§ WHAT TO WORK ON: Find every line in the rows below that contains the string "foliage", and copy each such line. Case counts.

▼

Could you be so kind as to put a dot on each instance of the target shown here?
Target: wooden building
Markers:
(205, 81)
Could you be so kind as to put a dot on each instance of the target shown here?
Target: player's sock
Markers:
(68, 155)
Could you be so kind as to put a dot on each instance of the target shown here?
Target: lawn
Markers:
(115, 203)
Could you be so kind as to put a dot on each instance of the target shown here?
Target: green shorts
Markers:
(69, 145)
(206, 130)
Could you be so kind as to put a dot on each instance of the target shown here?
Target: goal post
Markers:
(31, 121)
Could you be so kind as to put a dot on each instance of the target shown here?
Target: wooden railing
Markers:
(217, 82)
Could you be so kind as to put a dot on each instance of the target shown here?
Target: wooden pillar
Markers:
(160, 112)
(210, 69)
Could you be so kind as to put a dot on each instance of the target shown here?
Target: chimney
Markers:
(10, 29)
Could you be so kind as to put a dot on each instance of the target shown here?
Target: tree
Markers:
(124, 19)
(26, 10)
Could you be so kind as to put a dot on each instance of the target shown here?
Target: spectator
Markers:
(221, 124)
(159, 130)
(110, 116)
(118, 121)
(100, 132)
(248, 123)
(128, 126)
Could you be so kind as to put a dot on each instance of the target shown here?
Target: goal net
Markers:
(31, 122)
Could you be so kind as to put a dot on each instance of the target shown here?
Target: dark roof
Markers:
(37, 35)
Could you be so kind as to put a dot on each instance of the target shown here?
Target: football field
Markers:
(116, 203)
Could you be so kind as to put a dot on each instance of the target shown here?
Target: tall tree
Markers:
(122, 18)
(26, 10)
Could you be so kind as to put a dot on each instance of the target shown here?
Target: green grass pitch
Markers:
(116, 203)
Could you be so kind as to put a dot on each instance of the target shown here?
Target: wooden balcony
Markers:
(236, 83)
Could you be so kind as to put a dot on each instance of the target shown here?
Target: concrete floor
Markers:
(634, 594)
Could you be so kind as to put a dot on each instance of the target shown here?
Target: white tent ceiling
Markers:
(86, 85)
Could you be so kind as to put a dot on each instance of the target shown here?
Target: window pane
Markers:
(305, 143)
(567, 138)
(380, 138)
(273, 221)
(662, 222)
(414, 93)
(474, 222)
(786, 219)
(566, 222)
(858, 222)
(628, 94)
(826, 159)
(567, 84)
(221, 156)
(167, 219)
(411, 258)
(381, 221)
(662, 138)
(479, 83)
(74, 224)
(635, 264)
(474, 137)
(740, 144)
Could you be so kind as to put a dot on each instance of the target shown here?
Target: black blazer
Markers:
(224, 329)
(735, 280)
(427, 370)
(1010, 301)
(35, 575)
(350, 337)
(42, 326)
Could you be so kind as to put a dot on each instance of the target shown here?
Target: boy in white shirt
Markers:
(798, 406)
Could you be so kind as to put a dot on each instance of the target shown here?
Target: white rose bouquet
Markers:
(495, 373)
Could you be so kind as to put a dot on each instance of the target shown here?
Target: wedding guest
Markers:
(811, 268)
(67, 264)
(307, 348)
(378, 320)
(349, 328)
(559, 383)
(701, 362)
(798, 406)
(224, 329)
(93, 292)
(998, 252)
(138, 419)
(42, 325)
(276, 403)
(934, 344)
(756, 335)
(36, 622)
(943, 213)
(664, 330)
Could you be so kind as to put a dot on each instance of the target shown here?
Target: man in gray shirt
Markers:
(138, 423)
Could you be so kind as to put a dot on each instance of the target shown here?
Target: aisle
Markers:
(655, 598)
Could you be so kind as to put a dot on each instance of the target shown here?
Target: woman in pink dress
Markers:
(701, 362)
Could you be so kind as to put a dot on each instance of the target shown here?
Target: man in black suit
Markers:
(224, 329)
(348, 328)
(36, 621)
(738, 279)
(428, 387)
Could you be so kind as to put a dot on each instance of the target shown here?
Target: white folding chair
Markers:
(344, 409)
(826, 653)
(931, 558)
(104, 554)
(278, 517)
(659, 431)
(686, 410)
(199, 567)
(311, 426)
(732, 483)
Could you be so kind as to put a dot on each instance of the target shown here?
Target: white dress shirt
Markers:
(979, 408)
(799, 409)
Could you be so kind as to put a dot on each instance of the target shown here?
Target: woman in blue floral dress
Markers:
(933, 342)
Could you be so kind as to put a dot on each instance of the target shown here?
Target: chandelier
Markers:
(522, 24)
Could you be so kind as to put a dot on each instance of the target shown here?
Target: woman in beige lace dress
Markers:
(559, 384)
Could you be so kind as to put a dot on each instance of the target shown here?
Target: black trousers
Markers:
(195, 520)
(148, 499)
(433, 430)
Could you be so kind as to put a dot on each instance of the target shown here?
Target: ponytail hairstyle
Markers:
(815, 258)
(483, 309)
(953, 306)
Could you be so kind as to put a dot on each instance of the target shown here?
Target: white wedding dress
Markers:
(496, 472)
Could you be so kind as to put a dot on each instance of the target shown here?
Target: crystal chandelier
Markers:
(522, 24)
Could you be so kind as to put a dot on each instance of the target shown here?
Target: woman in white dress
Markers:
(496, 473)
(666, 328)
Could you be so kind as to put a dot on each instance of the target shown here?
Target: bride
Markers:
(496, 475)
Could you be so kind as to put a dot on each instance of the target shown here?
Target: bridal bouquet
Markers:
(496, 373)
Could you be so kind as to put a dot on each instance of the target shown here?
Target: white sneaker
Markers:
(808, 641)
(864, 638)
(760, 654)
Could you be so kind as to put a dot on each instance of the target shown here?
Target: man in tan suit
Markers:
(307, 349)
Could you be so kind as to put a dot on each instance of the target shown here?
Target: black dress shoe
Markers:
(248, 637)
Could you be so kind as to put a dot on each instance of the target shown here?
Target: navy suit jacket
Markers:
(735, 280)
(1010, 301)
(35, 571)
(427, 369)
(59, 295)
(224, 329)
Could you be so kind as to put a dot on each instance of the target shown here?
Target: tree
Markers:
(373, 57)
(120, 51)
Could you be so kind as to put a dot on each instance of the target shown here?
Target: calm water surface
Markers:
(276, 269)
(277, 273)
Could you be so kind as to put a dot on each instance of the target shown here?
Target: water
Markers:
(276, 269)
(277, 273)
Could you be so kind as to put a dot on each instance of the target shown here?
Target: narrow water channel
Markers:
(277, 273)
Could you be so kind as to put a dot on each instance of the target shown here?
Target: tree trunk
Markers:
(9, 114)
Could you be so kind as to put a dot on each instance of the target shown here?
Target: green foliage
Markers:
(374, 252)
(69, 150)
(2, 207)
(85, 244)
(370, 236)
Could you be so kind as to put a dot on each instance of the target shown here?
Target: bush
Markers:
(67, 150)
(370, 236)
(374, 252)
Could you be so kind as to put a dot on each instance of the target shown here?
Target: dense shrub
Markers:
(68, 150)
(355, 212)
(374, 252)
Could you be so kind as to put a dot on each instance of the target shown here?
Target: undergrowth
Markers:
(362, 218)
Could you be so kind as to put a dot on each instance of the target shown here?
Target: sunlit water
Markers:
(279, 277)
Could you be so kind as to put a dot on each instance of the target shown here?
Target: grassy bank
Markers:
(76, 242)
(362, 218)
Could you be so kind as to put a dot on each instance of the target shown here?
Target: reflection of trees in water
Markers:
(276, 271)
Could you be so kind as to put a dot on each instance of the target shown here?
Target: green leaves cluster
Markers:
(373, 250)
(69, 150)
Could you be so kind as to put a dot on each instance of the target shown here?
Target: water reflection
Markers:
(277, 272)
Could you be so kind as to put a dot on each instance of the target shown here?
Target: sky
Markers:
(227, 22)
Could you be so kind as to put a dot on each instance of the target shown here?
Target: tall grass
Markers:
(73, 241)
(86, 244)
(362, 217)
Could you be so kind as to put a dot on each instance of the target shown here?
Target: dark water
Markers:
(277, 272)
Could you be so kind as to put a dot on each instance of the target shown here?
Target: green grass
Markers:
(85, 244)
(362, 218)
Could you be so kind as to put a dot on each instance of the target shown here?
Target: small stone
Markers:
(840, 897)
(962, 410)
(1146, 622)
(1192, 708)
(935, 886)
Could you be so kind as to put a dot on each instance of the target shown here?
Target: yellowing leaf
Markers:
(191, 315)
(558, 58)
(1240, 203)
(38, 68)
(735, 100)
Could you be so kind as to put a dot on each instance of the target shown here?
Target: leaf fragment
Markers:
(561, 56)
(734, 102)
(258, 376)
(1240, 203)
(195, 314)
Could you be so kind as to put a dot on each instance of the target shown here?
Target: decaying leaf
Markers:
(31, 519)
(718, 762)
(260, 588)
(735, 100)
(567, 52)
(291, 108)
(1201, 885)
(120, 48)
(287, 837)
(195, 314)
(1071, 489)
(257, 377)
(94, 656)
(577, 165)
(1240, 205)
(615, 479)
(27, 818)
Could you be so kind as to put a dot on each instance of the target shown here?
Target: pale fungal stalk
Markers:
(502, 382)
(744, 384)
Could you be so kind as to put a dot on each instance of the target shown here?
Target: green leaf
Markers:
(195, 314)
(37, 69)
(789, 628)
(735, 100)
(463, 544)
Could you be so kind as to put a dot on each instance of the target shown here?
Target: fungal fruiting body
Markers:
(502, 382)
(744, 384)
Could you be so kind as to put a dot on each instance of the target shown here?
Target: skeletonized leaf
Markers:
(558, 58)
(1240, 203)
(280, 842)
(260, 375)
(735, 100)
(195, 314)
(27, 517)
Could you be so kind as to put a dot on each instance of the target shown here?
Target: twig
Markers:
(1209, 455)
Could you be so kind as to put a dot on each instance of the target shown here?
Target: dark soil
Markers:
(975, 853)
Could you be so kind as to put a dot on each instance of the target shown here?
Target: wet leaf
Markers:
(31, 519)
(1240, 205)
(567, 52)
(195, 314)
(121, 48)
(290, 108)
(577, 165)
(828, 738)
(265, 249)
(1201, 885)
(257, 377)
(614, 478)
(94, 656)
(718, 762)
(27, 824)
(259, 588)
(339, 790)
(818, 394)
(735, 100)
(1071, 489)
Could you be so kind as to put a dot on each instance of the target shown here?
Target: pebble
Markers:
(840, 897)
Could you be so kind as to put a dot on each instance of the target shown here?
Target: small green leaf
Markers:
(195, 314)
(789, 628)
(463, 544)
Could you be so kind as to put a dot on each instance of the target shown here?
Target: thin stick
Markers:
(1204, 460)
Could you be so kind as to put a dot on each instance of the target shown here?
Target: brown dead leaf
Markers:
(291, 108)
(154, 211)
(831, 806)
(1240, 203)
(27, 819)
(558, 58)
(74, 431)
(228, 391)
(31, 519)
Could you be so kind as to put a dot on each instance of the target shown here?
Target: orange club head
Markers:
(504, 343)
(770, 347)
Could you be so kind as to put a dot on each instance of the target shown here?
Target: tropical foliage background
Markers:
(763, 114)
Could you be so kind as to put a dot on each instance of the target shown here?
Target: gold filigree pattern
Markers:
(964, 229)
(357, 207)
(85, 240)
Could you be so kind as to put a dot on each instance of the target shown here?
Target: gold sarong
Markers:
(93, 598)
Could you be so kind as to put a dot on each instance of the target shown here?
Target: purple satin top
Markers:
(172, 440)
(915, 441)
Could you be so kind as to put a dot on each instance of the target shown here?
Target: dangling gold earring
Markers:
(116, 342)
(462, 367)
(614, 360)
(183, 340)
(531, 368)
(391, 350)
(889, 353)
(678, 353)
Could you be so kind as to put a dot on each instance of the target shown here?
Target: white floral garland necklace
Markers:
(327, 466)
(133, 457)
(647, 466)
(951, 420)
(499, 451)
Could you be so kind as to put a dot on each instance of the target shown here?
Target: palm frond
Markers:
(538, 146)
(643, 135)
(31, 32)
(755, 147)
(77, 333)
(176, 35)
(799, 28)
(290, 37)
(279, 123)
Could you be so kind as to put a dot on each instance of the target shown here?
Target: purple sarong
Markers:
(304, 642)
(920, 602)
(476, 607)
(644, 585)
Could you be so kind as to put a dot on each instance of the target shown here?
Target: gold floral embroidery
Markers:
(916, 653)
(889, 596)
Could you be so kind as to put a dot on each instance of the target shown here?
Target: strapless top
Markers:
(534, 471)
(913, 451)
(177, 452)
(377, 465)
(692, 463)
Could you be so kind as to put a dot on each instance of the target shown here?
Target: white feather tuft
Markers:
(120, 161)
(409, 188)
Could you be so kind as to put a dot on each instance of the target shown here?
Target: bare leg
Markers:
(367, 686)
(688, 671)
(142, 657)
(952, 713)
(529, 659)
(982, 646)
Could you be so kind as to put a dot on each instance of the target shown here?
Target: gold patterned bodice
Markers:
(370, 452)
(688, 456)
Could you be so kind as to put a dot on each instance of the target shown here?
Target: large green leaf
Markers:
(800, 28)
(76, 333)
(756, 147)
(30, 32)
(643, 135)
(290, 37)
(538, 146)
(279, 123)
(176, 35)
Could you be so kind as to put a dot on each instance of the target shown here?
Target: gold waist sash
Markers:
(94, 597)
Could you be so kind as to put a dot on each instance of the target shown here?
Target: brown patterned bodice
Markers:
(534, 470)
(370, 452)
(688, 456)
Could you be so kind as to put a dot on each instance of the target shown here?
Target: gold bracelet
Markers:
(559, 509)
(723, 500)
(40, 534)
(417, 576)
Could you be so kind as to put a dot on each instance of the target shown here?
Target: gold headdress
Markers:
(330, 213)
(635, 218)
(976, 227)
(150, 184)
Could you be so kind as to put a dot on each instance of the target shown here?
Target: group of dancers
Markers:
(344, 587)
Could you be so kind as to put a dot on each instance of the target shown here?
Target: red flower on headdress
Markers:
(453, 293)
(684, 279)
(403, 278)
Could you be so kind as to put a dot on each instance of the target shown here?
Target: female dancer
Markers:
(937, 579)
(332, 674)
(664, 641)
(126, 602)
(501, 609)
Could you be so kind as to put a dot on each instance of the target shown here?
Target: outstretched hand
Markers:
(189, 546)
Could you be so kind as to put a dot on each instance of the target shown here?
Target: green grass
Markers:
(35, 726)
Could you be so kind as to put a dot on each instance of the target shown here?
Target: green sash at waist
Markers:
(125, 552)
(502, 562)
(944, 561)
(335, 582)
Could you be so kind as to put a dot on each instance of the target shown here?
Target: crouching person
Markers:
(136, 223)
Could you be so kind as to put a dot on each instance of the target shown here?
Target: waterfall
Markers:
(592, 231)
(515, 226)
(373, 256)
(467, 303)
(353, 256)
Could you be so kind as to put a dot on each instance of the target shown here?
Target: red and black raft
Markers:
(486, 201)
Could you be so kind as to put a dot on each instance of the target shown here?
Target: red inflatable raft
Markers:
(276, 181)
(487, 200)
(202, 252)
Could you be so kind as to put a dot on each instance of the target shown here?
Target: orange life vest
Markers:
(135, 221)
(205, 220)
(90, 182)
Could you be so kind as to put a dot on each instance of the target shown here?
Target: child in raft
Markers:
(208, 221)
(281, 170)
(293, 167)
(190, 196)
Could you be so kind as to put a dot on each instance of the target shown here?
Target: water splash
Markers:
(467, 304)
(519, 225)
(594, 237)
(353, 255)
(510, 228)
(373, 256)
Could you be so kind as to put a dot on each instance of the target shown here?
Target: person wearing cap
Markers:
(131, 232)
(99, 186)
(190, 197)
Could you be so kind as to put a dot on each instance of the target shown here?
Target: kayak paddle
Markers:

▲

§ TASK SOLUTION:
Target: green foliage
Target: tropical foliage background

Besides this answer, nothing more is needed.